=== Problem a ===
In the rows, please switch "spool" to "reel" from the line with "Find the <item>blue" through the end of the rows, changing nothing else, and give back only those lines.

=== Reading text ===
--------------------------------------------------

It is very important to indicate convenient network interface, as HTB handle packets only on interface from which packets are outgoing from linux machine. This interface should be indicate here. If you want to shape packets on incoming interface lets look on IMQ interfaces documented in this documentation too. Assume that internet comnection are assigned to eth0 and your local network to eth1 interface, for shape incoming bandwidth of your clients use eth1 interface and for shape packets outgoing from your clients to internet network use eth0 interface. Another observation is iptables and iproute does not distinguish interface aliases, so you should truncate alias part to only physical part of interface name. In turn VLANs (ethX.vid like notation) are usefull like physical interfaces. And filter:
match test <test> [test <test>]
Filters define packets which will managed by a class.
Appropriate entries are created by NiceShaper in section iptables chain and also creates a U32 or optionally FW filter for QOS on a interface.
The former are responsible for counting the bandwidth used by the class the latter leading to the corresponding HTB shaping bandwidth.
Naturally tests can be combined to obtain more detailed filters and in the end can enter any number of filters.

--------------------------------------------------

=== Material for the task ===
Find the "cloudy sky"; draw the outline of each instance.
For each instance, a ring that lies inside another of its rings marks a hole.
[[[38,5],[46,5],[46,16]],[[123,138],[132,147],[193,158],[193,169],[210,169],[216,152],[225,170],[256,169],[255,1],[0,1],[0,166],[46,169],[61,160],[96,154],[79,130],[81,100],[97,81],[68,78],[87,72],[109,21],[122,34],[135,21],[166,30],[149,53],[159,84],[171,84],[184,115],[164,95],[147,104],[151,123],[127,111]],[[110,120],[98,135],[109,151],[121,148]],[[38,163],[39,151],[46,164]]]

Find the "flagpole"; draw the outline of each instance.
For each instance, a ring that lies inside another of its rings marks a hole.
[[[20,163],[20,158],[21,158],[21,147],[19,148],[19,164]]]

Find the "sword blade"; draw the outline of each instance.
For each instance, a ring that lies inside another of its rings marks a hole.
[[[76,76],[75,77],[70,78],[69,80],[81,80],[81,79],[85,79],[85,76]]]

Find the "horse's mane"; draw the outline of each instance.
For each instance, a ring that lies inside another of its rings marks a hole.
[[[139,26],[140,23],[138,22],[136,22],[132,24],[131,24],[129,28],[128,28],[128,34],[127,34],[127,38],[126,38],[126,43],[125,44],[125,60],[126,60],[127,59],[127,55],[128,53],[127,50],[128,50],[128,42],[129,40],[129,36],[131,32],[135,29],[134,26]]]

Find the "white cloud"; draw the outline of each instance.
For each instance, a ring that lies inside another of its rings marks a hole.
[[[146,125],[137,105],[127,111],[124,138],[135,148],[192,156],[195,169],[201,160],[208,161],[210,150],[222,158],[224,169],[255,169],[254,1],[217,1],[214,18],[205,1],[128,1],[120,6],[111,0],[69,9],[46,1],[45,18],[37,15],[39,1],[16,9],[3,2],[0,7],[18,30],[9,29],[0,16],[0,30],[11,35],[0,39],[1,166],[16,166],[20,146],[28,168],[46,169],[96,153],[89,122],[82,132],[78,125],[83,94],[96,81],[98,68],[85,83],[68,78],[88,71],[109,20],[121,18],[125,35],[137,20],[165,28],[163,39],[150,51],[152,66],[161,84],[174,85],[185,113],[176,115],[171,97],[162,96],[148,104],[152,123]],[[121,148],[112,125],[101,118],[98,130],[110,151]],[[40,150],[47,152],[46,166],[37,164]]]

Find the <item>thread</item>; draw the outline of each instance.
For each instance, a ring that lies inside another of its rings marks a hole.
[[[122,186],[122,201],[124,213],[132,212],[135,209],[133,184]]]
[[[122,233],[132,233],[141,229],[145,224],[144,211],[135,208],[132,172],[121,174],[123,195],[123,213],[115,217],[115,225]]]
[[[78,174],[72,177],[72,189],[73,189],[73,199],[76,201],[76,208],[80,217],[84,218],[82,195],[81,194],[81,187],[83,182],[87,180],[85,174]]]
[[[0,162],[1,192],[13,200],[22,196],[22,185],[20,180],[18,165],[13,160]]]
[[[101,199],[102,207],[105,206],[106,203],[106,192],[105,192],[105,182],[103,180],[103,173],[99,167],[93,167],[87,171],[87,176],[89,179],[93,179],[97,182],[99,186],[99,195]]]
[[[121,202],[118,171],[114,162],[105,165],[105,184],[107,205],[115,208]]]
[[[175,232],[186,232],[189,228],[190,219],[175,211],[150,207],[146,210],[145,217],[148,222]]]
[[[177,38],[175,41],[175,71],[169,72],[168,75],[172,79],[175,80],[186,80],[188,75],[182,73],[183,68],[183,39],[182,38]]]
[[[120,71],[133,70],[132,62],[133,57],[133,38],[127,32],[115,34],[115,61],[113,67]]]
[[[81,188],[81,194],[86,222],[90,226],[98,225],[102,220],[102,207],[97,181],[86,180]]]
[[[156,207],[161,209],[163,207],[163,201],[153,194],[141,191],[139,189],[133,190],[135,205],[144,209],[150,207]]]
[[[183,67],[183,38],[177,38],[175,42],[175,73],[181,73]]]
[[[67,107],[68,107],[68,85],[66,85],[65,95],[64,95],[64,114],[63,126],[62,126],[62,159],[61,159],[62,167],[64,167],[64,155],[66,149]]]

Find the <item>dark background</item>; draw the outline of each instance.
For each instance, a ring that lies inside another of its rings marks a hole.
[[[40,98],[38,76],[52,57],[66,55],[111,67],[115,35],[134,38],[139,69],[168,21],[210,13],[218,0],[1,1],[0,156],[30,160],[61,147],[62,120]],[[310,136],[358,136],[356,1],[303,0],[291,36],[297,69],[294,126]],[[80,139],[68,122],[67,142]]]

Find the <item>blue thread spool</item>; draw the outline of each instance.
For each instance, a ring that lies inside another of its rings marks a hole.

--------------------------------------------------

=== Problem b ===
Summarize the traffic-shaping text in three sentences.

=== Exercise output a ===
Find the <item>blue thread reel</item>; draw the outline of each instance.
For each instance, a ring that lies inside another of its rings marks a hole.

=== Exercise output b ===
HTB handles packets only on the interface they leave the Linux machine from, so the right interface must be given: with the internet on eth0 and the local network on eth1, eth1 shapes clients' incoming bandwidth, eth0 shapes their outgoing traffic, and IMQ interfaces can shape packets on an incoming interface. Interface aliases must be cut down to the physical interface name because iptables and iproute do not distinguish them, while VLANs work like physical interfaces. Filters define the packets a class manages, and NiceShaper creates iptables entries to count a class's bandwidth plus U32 or FW filters to shape it, with tests combinable and any number of filters allowed.